____ EXCERPT PROVIDED

The clip 42 electrically connects the surge suppression circuitry 62 on the surge suppression module 30 to ground while also securely holding the surge suppression module 30 inside the enclosure 14. In one embodiment, the connectors 34 are RJ-45 female telecommunication connectors used for T1 telecommunication cables. However, other type of connectors can also be used.

The surge suppression arrangement described above allows individual surge suppression modules 30 to be inserted and removed from the slots 40A-40F without disrupting the electrical connections of the other surge suppression modules 30 coupled to the bus bar 32 or disrupting the operation of the data transmission in the cables 20A and 20B connected to those modules (FIG. 1). For example, if one of the surge suppression modules 30 is damaged or destroyed during a power surge condition, the damaged unit 30 can be removed and another surge suppression module 30 inserted without disrupting the other surge suppression modules 30 that are currently inserted and operating in the enclosure 14.

________
____ SOURCE DATA

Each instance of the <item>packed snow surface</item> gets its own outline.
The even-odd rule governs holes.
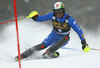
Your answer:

________

GIVEN PROBLEM 1:
Decide whether each statement agrees with the surge suppression excerpt. Answer yes or no and quote the words from the excerpt that decide it.
(a) The connectors must be RJ-45 female telecommunication connectors.
(b) The clip 42 both grounds the surge suppression circuitry and holds the module inside the enclosure.
(c) Replacing a damaged surge suppression module means the other modules in the enclosure must stop operating.
GIVEN PROBLEM 2: Write the next part of the surge suppression excerpt, picking up right after its final sentence.

TASK OUTPUT 1:
(a) No: "However, other type of connectors can also be used."
(b) Yes: "electrically connects the surge suppression circuitry 62 on the surge suppression module 30 to ground while also securely holding the surge suppression module 30 inside the enclosure 14"
(c) No: "without disrupting the other surge suppression modules 30 that are currently inserted and operating in the enclosure 14"

TASK OUTPUT 2:
The bus bar in one embodiment is an elongated rod 50 that includes a first end 48 that extends from one side of the enclosure 14 as shown in FIGS. 1 and 2. A round central body section of rod 50 extends along a bottom side of the units 30 and a second end 52 is suspended above the enclosure 14 by a support plate 36. The support plates 36 are attached in a raised position at opposites ends of the bottom portion 24 of the enclosure 14. The bus bar 32 is then attached at opposite ends in a suspended manner to the support plates 36. The bus bar 32 then operates to suspend and hold the surge suppression modules 30 inside the enclosure 14 while also providing an electrical connection to ground.

FIG. 4B shows an alternative embodiment of the surge suppression device 12 where the surge suppression modules 30 are mounted on their sides in a back-to-front arrangement.

In this embodiment, the slots 40 are sized to receive the side orientated connectors 34 with the circuit boards 60 also lying vertically on their sides. The tabs 44 seat inside of mating 10 tabs (not shown) extending up from the bottom and top of the slots 40.

The bus bar 32 is placed under the circuit boards 60 such that the longitudinal axis of the bus bar 32 is perpendicular with the longitudinal axis of the modules 30. The clips 160 connect to bus bar 32. The bus platform 150 is electrically coupled to the bus bar 32 by a screw 158.

FIG. 5 shows an isolated side view for one of the surge suppression modules 30.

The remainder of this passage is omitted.